• _Text excerpt_:
▬▬▬▬▬▬

Auditor General of Ontario - Report
The Ontario Trillium Foundation (OTF) is committed to continuous improvement. We are gratified by the Auditor General's observations that:
- OTF administrative expenditures were relatively modest compared to most other government agencies the Auditor General has audited.
- OTF has an institutional mindset that placed emphasis on keeping costs to a minimum.
- The Foundation has a 'well-defined grant application and review process'.
- The OTF website is 'comprehensive and informative'
- OTF ensures that all grants indeed have a 'community-based focus,' and that its grant allocations to regions on a per-capita basis 'facilitate equitable access to grant funds throughout Ontario.'
OTF participated fully in the Auditor General's audit, conducted October 2010 through April 2011. We appreciate the Auditor's recommendations for stronger documentation, robust performance measures and enhanced monitoring.
The Auditor General has noted seven areas for improvement, some of which OTF had been working on prior to the audit, as part of ongoing business and service improvements. The Auditor's recommendations provide us with suggestions to strengthen these improvements.Grant Review process
The Foundation has an extensive and rigorous grant review process that starts with a technical review to ensure eligibility. A first review is followed by an in-person meeting of the volunteer Grant Review Team, to vote on which the strongest applications to move forward. This is followed by comprehensive staff research and analysis. A final meeting of the volunteer Grant Review Team carefully reviews and recommends applications for final approval by the Foundation's CEO and Board of Directors.
The Foundation agrees with the Auditor General regarding the value of greater consistency of grant-making procedures and better documen¬tation. This need was one of the driving factors behind the development and implementation of our new on-line grants-management system, fully implemented in March 2010. The new system is enforcing the standardiza¬tion of consistent procedures and documenta¬tion, and we will continue to actively monitor the success of this objective. Monitoring of Grants
With respect to the monitoring of grants, the Foundation has always worked to achieve an optimal balance between maintaining cost-efficiency, while auditing and verifying a sample number of grant records each year. The Auditor General has recommended that additional resources be used to implement qual¬ity assurance reviews, expand internal audit functions, request and review more grantee documentation, and conduct more site visits. The Foundation acknowledges and respects these rec¬ommendations, and will investigate cost-efficient ways of expanding these procedures.What else the Auditor General had to say?
The Auditor General cited certain examples of grants in the report where: documentation was not complete; competitive quotes for capital purchases were missing from files; equipment to be purchased with an OTF grant was not available at the time of the Auditor General's visit; or process had not been followed with respect to communication to OTF of appropriate changes to the project by the grant recipient.

▬▬▬▬▬▬

• _Source material_:
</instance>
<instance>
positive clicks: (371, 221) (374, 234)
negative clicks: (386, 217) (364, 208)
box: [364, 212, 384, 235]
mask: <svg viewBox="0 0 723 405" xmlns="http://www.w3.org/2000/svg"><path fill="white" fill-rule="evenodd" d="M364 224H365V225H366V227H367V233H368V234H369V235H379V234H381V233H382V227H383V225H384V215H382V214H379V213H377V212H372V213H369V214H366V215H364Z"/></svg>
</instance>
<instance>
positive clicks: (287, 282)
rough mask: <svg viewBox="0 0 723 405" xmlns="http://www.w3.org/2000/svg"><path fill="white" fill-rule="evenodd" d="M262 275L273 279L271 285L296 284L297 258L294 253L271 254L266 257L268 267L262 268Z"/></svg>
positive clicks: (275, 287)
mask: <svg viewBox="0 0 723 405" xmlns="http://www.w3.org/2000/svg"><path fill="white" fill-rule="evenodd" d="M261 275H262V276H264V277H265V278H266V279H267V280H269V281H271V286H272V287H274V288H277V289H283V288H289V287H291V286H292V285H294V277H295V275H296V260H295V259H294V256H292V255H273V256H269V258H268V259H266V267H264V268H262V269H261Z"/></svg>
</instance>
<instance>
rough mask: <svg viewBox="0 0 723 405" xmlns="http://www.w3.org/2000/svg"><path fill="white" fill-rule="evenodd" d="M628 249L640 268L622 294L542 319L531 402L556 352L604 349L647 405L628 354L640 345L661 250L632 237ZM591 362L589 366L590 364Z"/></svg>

▬▬▬▬▬▬

• _Tasks to perform_:
1 > According to the Ontario Trillium Foundation text, during which months was the Auditor General's audit conducted?
2 > Carry the Ontario Trillium Foundation text forward from its last sentence, in the same voice.
The entries have nothing to do with the tasks and can be set aside.

• _Solved problems_:
1 > It ran from October 2010 through April 2011.

2 >
The Auditor General also noted some questions regarding the reasonableness of the amounts granted, and in reviewing each example referred to, OTF is satisfied all grants achieved or exceeded the anticipated results for the approved funding.
With respect to concerns raised by lack of documentation, the Foundation agreed with the Auditor General's findings that there were gaps in some files. Specifically with regard to lack of two competitive quotes for capital expenses, the policy on this matter was reiterated with staff. In each case OTF staff has clarified and ensured documentation was complete and OTF is satisfied all grants were successfully completed and achieved the anticipated outcomes.
The Auditor General visited several grant recipients as part of the audit process. In a few cases, the grant recipient could not demonstrate that the capital equipment purchased with their OTF grant was in their possession. The Foundation's policy states that such capital purchases must be in the possession of the grant recipient for five years following completion of the grant. In the cases cited, OTF reviewed the policy with each grant recipient and was able to confirm each had possession of the equipment in question.
A few examples noted grant recipients that had made alterations to the program or re-allocated capital funding but had not fully informed OTF of these changes. In each case, cited OTF staff reiterated the re-allocation policy with the grant recipient, is satisfied that funding was used for the approved program and that all re-allocations were within the scope of the policy. OTF also reinforced with grant recipients the importance of communicating requests for changes to program management staff as soon as possible.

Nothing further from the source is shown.